*Task statement*.
Could you repeat, word for word, every line from the one containing "Would you be able to point at the man standing" through the final line of the records below, and nothing else?

*Exercise inputs*.
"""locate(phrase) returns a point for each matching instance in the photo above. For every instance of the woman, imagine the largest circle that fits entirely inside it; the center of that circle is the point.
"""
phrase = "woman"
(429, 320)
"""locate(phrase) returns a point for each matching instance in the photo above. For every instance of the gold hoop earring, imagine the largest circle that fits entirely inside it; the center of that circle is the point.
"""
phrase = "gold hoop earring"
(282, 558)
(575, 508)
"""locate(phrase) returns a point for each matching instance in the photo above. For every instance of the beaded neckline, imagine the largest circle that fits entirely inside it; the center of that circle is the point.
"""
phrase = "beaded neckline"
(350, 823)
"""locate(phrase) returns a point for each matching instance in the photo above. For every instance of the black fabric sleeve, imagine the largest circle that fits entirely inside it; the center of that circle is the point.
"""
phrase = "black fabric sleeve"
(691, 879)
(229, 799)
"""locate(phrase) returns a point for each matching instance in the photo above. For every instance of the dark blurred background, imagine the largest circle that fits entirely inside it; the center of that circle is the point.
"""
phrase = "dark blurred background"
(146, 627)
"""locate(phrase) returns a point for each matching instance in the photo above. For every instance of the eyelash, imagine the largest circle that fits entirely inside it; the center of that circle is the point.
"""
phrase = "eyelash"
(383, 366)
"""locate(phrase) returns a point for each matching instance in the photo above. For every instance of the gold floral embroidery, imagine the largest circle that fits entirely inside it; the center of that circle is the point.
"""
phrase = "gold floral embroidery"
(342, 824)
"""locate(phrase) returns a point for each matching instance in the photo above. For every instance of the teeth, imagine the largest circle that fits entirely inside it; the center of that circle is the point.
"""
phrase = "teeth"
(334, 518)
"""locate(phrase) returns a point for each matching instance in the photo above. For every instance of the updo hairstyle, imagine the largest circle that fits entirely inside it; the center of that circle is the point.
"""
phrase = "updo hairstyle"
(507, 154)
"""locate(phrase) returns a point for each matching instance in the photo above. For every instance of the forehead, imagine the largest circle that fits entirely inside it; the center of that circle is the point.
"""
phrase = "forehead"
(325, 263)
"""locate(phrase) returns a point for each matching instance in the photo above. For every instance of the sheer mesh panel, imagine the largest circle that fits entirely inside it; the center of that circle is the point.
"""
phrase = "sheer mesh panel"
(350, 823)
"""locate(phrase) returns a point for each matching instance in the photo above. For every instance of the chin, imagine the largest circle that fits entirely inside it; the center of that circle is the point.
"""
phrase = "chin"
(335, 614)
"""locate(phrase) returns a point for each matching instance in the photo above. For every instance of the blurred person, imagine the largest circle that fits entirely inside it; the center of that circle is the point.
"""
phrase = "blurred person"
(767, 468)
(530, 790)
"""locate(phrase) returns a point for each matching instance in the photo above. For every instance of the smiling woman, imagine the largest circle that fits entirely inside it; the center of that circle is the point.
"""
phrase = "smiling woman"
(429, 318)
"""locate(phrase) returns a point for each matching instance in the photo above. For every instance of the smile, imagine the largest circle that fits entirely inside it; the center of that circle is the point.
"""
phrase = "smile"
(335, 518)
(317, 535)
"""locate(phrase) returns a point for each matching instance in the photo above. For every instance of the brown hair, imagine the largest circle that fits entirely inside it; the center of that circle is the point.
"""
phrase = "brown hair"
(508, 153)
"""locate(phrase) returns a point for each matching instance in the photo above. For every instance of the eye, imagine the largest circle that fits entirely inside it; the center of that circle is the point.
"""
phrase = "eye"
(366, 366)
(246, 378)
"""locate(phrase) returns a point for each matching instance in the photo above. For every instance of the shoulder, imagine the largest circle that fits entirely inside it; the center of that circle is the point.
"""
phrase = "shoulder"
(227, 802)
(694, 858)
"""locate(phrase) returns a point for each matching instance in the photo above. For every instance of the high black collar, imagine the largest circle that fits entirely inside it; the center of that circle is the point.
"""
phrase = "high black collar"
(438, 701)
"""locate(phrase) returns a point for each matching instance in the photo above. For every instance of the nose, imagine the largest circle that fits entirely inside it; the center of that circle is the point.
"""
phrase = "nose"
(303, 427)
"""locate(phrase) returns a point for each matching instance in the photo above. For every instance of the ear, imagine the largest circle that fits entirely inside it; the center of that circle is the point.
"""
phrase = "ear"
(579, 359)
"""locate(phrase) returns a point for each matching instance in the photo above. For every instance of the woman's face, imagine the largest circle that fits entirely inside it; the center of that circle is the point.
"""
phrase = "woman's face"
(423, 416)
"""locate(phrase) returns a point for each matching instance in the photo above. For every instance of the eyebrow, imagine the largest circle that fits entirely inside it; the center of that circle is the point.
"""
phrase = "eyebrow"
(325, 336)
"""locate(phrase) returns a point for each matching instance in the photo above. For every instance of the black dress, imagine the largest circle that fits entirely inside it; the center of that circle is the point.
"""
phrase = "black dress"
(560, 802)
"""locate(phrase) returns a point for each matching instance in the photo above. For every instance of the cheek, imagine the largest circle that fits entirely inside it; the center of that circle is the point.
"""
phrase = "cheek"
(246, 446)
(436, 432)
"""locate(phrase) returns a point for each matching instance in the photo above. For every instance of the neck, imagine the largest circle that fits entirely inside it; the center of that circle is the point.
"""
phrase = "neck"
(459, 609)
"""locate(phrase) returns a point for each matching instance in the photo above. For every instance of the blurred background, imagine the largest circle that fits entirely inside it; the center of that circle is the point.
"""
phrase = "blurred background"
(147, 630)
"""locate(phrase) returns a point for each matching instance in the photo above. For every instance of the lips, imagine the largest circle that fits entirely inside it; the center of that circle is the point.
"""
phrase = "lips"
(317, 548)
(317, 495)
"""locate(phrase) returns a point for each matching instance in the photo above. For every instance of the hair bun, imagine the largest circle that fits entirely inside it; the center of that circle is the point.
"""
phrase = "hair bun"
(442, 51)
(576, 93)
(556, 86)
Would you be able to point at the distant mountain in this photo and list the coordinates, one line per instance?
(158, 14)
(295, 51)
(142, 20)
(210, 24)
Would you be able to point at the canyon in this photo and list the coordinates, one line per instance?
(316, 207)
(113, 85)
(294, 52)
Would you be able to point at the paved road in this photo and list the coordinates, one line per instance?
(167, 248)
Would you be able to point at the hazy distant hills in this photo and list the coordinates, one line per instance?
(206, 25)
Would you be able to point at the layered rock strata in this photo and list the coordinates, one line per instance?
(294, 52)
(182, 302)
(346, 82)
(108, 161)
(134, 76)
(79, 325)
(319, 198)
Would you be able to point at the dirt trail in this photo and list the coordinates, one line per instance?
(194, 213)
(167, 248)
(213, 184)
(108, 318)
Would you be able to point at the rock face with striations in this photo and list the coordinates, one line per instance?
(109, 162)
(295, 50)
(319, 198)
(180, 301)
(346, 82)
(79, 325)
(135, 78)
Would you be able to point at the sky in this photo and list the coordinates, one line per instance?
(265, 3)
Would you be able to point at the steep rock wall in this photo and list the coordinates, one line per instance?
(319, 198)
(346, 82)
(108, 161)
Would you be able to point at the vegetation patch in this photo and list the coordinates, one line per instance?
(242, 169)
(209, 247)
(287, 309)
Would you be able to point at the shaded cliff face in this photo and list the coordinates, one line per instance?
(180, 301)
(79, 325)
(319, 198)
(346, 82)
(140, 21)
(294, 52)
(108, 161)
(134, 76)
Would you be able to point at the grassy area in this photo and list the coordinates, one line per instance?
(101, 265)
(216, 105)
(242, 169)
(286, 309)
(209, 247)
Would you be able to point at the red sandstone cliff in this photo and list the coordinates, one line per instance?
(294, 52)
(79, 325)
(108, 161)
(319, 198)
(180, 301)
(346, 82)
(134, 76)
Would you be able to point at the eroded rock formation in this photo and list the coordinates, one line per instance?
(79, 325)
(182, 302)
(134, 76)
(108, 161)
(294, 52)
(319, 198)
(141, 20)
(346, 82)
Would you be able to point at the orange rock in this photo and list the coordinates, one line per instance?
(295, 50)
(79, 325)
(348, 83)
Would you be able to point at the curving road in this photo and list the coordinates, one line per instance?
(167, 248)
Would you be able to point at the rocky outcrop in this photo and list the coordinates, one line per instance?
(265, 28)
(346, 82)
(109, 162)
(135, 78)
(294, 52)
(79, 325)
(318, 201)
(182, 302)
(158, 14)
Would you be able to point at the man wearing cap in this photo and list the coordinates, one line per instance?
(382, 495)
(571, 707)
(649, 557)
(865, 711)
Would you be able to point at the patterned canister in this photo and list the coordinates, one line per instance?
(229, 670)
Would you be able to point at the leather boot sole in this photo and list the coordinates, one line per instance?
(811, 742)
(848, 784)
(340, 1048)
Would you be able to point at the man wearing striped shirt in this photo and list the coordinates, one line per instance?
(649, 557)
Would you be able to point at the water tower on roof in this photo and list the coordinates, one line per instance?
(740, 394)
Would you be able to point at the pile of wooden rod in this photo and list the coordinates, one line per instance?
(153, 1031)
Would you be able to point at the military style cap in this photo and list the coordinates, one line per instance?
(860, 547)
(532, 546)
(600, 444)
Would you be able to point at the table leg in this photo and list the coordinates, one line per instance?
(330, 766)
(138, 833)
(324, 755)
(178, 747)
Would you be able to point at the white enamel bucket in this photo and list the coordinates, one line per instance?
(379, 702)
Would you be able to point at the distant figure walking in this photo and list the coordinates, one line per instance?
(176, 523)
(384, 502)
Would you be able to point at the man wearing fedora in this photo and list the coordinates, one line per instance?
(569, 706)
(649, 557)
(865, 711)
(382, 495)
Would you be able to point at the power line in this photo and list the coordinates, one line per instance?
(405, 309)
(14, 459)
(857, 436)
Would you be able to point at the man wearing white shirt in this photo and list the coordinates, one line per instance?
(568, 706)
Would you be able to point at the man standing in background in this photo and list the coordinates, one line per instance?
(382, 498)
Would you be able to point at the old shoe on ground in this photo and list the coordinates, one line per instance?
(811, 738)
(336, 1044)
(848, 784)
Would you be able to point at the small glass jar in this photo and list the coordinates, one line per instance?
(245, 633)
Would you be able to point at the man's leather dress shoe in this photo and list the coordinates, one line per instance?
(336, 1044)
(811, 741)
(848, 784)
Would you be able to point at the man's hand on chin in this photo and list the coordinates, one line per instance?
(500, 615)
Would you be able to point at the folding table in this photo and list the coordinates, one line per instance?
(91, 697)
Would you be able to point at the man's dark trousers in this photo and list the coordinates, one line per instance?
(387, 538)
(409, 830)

*Reply to the exercise*.
Would you be able to point at the man standing in background in this photo and list the coordinates, one line per instance?
(382, 498)
Would you be able to point at the old shoe on ground in this photo and list the coordinates, one line per instance?
(811, 738)
(336, 1044)
(848, 784)
Would you be able to point at the small glass jar in this photo and list the coordinates, one line per instance?
(245, 633)
Would you be able to point at the man's leather dress shoe in this photo and list the coordinates, one line per instance?
(336, 1044)
(811, 741)
(848, 784)
Would you be able to point at the man's hand on chin in this photo and list the coordinates, one line per instance?
(500, 615)
Would you be able to point at the folding table in this photo and list the coordinates, one line per instance?
(91, 697)
Would you be able to point at the man's dark trousers in this photo and list the coordinates, one line per instance?
(387, 538)
(409, 830)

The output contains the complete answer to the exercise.